◆ **Material supplied**
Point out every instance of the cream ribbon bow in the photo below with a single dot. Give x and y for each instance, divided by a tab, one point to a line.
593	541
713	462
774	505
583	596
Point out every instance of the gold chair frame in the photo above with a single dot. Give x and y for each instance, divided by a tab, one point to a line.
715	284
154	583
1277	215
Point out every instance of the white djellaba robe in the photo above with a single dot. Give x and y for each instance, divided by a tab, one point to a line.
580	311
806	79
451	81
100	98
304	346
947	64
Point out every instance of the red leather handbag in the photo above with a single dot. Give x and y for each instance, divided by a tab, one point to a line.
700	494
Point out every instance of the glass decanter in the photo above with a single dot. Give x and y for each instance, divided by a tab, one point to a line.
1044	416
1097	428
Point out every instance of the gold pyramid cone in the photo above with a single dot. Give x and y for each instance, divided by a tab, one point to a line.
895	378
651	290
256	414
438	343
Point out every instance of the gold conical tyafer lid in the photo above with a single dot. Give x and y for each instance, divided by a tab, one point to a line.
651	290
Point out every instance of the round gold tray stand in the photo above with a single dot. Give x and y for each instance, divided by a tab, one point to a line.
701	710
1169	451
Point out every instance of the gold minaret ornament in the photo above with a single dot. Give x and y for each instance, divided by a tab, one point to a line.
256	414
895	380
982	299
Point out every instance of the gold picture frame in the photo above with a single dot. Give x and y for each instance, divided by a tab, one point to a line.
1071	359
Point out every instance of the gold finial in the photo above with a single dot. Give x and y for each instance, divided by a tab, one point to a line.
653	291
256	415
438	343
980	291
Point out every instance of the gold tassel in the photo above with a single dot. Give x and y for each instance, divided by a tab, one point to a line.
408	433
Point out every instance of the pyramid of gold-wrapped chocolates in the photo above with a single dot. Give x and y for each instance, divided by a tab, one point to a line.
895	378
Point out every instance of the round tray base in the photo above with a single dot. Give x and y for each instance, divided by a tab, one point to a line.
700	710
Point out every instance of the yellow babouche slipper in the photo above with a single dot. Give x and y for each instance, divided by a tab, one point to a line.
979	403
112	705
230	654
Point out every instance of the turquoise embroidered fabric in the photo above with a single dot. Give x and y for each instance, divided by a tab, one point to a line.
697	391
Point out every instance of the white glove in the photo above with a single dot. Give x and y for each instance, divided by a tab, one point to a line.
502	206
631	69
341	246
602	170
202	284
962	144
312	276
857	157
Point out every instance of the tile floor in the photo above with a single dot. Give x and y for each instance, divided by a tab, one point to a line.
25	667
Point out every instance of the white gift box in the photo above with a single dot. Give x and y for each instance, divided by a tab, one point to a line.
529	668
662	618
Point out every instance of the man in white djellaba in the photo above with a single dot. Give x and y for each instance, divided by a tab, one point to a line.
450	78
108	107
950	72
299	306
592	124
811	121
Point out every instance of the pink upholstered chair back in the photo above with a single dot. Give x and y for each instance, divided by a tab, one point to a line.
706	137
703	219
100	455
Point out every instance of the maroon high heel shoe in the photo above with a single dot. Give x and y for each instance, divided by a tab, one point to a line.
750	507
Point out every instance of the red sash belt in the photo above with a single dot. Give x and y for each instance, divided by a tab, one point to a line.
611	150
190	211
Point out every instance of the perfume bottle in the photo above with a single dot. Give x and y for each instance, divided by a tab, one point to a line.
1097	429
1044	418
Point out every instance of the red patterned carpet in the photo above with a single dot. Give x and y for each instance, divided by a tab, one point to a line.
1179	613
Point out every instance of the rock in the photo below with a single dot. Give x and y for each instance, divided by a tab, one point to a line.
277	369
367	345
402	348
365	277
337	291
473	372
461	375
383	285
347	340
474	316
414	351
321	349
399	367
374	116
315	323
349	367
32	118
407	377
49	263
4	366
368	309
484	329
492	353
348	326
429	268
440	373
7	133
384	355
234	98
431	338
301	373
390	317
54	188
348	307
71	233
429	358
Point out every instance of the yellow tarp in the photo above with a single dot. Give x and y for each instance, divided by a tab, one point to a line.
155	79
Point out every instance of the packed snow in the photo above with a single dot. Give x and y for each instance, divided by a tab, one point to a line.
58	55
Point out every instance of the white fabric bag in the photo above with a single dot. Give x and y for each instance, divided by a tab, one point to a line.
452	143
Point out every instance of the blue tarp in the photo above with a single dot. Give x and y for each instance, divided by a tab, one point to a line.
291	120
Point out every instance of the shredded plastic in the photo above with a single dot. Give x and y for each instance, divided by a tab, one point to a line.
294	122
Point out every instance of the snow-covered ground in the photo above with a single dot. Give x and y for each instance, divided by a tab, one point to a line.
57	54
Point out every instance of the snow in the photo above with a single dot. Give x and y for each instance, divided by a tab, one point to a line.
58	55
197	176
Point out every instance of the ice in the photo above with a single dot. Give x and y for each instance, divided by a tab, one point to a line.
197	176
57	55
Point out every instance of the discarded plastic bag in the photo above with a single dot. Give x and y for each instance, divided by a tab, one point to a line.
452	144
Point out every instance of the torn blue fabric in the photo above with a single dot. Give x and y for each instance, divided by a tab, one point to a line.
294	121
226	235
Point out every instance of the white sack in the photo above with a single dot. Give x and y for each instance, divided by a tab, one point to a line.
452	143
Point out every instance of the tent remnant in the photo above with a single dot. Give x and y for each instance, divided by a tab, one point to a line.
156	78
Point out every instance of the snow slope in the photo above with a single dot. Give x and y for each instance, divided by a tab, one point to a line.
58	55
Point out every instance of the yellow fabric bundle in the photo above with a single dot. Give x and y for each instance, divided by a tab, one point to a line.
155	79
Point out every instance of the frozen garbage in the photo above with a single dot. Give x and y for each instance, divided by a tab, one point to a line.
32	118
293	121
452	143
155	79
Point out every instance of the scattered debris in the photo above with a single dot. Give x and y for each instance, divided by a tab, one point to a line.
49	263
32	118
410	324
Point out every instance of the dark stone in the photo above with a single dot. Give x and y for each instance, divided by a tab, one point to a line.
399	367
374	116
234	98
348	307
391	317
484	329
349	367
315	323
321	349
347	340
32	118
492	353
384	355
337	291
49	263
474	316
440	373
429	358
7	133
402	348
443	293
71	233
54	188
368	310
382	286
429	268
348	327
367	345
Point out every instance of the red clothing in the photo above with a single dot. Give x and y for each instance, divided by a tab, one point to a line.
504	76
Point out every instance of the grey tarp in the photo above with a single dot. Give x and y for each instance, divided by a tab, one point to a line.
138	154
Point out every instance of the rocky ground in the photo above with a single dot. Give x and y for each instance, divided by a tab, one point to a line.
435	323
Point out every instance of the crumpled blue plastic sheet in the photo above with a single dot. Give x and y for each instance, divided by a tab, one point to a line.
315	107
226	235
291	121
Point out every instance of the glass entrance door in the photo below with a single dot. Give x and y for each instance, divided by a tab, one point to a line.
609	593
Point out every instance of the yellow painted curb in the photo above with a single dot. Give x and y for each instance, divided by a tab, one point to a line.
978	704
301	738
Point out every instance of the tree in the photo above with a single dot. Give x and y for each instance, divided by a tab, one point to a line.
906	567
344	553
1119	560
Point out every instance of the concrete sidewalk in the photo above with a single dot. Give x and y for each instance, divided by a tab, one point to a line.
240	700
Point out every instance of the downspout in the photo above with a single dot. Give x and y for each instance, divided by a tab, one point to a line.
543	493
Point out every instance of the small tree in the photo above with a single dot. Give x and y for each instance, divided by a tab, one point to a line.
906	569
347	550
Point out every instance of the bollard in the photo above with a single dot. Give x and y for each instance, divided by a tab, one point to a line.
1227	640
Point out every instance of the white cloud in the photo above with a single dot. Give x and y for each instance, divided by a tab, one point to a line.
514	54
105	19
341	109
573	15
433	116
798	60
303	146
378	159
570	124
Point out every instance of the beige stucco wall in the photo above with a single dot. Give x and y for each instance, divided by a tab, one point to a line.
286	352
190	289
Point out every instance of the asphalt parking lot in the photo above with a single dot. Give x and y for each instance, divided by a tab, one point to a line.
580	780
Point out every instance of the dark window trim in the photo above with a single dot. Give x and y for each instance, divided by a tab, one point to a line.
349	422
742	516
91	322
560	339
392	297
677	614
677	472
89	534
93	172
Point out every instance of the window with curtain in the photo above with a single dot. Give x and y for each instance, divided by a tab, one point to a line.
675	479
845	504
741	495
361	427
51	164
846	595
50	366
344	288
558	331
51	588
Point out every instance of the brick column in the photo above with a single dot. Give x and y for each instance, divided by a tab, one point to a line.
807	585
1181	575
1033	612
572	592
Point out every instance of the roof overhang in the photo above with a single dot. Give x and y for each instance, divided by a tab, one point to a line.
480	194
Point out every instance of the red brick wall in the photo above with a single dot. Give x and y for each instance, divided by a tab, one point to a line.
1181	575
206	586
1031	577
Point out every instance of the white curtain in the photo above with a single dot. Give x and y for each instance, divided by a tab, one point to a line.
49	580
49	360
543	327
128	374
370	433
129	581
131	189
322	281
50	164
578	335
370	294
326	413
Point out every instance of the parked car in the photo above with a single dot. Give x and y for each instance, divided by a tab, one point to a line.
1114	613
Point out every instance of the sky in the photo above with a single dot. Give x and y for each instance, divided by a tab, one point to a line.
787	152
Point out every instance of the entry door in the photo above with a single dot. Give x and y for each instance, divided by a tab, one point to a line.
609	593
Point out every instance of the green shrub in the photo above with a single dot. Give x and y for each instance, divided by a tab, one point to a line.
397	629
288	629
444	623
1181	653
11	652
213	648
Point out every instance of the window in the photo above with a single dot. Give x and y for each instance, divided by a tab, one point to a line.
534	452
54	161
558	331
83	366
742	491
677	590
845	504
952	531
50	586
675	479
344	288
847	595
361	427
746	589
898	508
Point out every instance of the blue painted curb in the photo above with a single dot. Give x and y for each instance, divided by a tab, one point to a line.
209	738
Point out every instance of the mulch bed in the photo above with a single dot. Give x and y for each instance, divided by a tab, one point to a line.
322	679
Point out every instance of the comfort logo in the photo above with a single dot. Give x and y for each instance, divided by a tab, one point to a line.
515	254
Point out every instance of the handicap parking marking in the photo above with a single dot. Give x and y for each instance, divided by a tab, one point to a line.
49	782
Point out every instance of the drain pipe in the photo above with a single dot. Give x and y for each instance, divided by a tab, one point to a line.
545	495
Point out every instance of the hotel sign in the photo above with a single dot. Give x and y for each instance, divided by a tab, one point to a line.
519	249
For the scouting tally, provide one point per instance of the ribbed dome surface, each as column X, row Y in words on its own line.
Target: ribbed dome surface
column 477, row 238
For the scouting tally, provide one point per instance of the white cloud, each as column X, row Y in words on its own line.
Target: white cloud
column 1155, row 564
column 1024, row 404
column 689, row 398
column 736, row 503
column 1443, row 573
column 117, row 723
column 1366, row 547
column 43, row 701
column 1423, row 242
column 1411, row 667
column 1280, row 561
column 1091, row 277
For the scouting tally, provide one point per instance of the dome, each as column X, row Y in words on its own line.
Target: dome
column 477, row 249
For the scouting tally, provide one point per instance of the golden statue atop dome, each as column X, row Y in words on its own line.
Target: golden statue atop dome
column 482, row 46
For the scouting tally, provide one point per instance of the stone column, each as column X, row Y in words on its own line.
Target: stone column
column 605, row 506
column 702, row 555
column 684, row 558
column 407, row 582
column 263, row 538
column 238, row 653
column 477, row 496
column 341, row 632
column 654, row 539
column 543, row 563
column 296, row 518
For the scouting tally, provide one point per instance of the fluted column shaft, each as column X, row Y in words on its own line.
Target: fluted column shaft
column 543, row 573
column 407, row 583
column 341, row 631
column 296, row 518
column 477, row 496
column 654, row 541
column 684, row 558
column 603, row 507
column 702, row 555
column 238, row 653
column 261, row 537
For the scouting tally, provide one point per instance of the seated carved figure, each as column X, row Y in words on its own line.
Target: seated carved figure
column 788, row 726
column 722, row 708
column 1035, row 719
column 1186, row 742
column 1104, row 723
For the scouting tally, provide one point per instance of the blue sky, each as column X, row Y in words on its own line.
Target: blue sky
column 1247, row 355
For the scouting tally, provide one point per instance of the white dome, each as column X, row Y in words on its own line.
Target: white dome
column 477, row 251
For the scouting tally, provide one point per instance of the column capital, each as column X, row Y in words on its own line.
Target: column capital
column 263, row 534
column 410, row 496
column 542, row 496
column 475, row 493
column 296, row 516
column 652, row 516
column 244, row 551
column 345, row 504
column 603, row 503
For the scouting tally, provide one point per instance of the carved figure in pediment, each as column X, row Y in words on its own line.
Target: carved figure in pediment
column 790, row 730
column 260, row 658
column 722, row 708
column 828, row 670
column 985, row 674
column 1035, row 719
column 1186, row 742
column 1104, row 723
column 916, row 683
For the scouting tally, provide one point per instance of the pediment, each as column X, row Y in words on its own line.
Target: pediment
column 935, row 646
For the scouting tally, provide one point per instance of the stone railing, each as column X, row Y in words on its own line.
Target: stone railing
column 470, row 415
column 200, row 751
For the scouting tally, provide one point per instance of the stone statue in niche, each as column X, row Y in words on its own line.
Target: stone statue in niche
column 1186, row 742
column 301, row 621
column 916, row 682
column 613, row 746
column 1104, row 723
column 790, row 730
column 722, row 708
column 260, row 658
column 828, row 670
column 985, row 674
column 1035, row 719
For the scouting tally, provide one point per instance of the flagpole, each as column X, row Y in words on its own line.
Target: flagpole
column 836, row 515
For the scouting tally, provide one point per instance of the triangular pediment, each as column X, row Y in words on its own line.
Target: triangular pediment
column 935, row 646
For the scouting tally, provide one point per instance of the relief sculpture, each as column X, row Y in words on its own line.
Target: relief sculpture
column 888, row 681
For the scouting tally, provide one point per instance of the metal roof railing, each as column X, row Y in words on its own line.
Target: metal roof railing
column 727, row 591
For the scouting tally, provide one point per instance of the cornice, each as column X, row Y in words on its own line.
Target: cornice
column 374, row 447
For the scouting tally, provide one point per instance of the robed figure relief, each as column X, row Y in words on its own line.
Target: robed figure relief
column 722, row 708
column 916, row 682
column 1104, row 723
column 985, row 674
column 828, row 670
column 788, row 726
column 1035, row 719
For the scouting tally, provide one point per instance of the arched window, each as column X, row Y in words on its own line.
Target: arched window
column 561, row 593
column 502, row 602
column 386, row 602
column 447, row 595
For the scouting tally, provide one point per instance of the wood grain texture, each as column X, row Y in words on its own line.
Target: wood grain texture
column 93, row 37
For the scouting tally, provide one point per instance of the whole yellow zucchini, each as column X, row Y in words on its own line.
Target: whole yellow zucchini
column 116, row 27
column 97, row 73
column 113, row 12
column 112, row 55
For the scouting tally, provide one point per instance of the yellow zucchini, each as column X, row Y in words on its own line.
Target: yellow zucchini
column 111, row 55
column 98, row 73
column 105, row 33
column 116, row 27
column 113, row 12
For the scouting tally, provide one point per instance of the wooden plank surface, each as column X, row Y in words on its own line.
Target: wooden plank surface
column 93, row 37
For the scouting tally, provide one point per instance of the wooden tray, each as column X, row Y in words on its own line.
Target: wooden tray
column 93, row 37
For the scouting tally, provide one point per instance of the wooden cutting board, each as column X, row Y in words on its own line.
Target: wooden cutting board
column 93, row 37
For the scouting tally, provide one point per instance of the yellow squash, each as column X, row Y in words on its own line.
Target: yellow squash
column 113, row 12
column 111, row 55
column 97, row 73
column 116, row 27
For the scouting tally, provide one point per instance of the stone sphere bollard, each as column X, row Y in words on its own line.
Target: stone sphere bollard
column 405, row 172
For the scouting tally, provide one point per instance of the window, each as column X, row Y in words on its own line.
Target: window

◆ **Task directions**
Using the records above, copy word for word the line with "Point out every instance of the mulch", the line with "of the fluted", and every line between them.

◆ **Output below**
Point out every instance of the mulch bed in the photo above with a single dot. Give x and y for each instance, divided by a tab, one point to a line.
322	679
Point out every instance of the comfort logo in the photo above with a single dot. Give x and y for each instance, divided by a tab, one point to a line.
515	254
Point out every instance of the handicap parking marking in the photo above with a single dot. Give x and y for each instance, divided by a tab, one point to a line.
49	782
Point out every instance of the drain pipe in the photo above with a single dot. Give x and y for each instance, divided by a tab, one point to a line.
545	495
Point out every instance of the hotel sign in the photo above with a single dot. Give x and y for each instance, divided by a tab, one point to a line.
519	249
For the scouting tally, provide one point per instance of the ribbed dome surface, each as column X, row Y in words on its own line.
Target: ribbed dome surface
column 477, row 238
For the scouting tally, provide one point per instance of the white cloud, each as column X, row Y in words on its own line.
Target: white cloud
column 1155, row 564
column 1024, row 404
column 689, row 398
column 736, row 503
column 1443, row 573
column 117, row 723
column 1366, row 547
column 43, row 701
column 1423, row 242
column 1411, row 667
column 1280, row 561
column 1091, row 277
For the scouting tally, provide one point per instance of the dome, each as column X, row Y in words on its own line.
Target: dome
column 477, row 249
For the scouting tally, provide one point per instance of the golden statue atop dome, each as column X, row Y in words on its own line.
Target: golden statue atop dome
column 482, row 46
For the scouting tally, provide one point per instance of the stone column, each as column X, row Y in words on its own line.
Target: stone column
column 605, row 506
column 702, row 555
column 684, row 558
column 407, row 582
column 263, row 538
column 238, row 653
column 477, row 496
column 341, row 632
column 654, row 539
column 543, row 563
column 296, row 518
For the scouting tally, provide one point per instance of the fluted column shaft, each as column X, row Y in words on its own line.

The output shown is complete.